:: Passage ::
§ §

Manage Your Liver
Q:

Liver cancer may still develop after successful DAA therapy, especially in patients with cirrhosis

Liver cancer may still develop after successful DAA therapy, especially in patients with cirrhosis
A:

Since the introduction of direct-acting antiviral (DAA) therapy, treatment for hepatitis C (HCV) was revolutionized, as patient outcomes are improved with fewer side effects and high cure rate. However, there is significant debate in the society based on studies that suggest HCV cure does not eliminate risk for hepatocellular carcinoma (HCC) or liver cancer. Other research suggests the possibility of increased risk of developing liver cancer during and after DAA treatment in patients with hepatitis C.

 

Cirrhosis – a risk factor for liver cancer

 

A recent study presented at The Liver Meeting held by the American Association for the Study of Liver Diseases found patients with hepatitis C who take DAA medication are at an increased risk for more aggressive, infiltrative patterns of cancer, should they develop it.

 

Dr. Alberti, professor of gastroenterology at University of Padova in Italy, and his team recently looked at the incidence of new cases of liver cancer among HCV patients with advanced liver disease (such as cirrhosis) who were treated with DAAs. In different analyses of the data, Dr. Alberti’s team found elevated liver enzymes and low platelet count to be associated with liver cancer risk. The best baseline predictor of liver cancer risk was APRI scores, which calculate scarring or fibrosis in the liver. The researchers find the risk of developing liver cancer increased linearly by 10 per cent at each one-point increase in APRI value. This meant that cirrhotic patients with more severe fibrosis are at higher risk of liver cancer.

 

Risk of liver cancer remains even after DAA

 

“The results of this study indicate that there is no pharmacological prevention of HCC even with successful antiviral therapy, at least during the first six to 12 months after initiation of treatment,” Dr. Alberti stated.

 

Another study conducted by Dr. Thomas Baumert at the University of Strasbourg, France investigated the mechanism behind the development of HCC following HCV cure. They found that HCV infections produce changes in the liver that were only partially reversed by DAAs and that they persist after HCV cure. Both studies suggest liver cancer may still develop even after successful DAA treatment, as DAAs only remove the hepatitis C virus, while protection from liver cancer is not guaranteed.

§ §

Quote everything in the article on liver cancer after DAA therapy from "Since the introduction" down to "they develop it.", word for word.

§ §

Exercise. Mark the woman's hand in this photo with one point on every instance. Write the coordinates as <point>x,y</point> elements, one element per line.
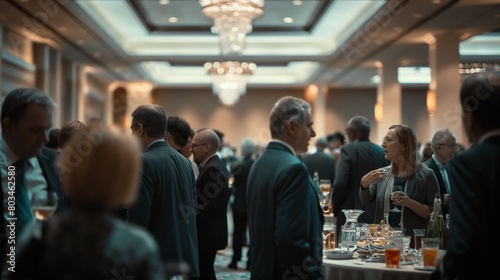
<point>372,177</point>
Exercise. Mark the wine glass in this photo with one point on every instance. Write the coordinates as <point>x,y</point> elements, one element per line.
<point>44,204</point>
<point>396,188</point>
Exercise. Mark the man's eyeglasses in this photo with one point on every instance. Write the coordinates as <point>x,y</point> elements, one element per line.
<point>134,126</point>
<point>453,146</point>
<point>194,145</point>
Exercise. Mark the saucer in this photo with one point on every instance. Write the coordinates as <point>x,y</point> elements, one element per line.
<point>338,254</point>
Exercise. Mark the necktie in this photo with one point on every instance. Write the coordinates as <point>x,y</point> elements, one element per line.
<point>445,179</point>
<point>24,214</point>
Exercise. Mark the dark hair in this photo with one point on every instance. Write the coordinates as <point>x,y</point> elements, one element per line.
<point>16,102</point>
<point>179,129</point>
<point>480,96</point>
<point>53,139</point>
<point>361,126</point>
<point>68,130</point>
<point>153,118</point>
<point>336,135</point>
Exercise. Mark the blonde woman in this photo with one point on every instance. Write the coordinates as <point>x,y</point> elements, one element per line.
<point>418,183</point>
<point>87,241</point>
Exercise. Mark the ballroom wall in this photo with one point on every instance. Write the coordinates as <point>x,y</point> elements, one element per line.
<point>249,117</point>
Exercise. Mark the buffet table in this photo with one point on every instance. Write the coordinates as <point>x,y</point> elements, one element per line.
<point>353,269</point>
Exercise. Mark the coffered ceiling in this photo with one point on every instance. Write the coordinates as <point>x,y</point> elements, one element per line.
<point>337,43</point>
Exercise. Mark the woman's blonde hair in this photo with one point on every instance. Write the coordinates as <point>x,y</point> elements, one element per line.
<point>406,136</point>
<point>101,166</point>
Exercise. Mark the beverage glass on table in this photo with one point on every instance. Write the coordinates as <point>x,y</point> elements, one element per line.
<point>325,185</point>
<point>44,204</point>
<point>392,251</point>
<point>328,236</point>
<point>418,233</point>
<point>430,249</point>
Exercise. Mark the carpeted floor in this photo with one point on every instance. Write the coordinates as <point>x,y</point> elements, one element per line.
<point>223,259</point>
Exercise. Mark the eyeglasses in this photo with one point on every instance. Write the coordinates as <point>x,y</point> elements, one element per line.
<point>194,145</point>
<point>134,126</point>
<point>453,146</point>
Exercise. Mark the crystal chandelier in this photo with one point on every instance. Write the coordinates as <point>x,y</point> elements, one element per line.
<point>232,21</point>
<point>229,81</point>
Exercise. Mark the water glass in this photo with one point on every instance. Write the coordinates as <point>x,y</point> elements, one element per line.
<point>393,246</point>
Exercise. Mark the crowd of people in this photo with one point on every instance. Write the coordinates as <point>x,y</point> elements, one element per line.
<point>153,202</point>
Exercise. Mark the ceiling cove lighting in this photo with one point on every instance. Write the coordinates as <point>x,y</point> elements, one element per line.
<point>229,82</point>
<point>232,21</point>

§ §

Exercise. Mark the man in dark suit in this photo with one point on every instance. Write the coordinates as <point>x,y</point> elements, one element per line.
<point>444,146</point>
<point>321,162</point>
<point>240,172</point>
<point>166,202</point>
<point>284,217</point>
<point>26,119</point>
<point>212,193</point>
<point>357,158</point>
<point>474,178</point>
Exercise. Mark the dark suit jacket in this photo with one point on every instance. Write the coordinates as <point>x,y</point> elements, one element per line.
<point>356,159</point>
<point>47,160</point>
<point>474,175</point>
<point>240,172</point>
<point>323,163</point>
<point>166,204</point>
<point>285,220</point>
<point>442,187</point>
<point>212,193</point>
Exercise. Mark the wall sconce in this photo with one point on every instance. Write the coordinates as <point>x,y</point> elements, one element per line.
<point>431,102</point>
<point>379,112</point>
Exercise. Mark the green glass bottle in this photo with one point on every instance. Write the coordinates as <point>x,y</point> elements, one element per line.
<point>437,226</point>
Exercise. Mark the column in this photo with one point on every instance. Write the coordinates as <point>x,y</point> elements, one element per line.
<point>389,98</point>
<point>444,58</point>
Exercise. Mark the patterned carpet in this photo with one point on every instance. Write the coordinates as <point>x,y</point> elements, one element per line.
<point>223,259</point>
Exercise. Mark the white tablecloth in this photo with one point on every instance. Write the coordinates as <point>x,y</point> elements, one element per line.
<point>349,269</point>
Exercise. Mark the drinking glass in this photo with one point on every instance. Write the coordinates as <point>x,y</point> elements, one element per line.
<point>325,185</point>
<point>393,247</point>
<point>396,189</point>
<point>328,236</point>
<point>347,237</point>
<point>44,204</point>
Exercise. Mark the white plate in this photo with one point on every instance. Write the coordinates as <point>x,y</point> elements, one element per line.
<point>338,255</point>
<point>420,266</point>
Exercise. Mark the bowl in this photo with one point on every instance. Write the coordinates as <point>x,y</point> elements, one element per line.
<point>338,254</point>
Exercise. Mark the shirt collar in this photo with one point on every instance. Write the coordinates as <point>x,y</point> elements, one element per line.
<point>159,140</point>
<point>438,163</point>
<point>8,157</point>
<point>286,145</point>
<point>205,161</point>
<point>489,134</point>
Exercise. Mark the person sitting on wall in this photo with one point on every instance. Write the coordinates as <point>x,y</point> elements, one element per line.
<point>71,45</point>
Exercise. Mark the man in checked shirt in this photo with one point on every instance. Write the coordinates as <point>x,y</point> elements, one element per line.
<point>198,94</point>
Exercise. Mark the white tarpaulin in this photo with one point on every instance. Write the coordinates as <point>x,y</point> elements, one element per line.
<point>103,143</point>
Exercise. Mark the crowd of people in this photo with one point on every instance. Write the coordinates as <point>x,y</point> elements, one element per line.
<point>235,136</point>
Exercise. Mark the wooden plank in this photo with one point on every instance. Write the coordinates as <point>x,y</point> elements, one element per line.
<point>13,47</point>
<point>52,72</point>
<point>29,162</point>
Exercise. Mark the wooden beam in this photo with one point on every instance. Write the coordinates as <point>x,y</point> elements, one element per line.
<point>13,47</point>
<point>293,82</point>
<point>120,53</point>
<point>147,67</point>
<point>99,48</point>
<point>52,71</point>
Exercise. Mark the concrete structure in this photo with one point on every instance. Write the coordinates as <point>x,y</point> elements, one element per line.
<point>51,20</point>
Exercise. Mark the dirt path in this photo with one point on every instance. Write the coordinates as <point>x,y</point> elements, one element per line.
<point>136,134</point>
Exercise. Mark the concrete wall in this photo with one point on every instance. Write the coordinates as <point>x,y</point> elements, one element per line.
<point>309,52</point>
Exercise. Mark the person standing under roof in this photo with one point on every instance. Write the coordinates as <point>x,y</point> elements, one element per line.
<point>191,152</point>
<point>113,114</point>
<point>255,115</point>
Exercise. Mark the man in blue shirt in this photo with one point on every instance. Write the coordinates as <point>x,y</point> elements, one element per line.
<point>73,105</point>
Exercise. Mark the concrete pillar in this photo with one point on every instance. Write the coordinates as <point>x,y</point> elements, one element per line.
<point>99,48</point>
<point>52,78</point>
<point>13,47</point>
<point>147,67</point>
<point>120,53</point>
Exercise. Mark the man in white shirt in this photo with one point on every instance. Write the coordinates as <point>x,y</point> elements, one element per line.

§ §

:: Solution to the exercise ::
Since the introduction of direct-acting antiviral (DAA) therapy, treatment for hepatitis C (HCV) was revolutionized, as patient outcomes are improved with fewer side effects and high cure rate. However, there is significant debate in the society based on studies that suggest HCV cure does not eliminate risk for hepatocellular carcinoma (HCC) or liver cancer. Other research suggests the possibility of increased risk of developing liver cancer during and after DAA treatment in patients with hepatitis C.

 

Cirrhosis – a risk factor for liver cancer

 

A recent study presented at The Liver Meeting held by the American Association for the Study of Liver Diseases found patients with hepatitis C who take DAA medication are at an increased risk for more aggressive, infiltrative patterns of cancer, should they develop it.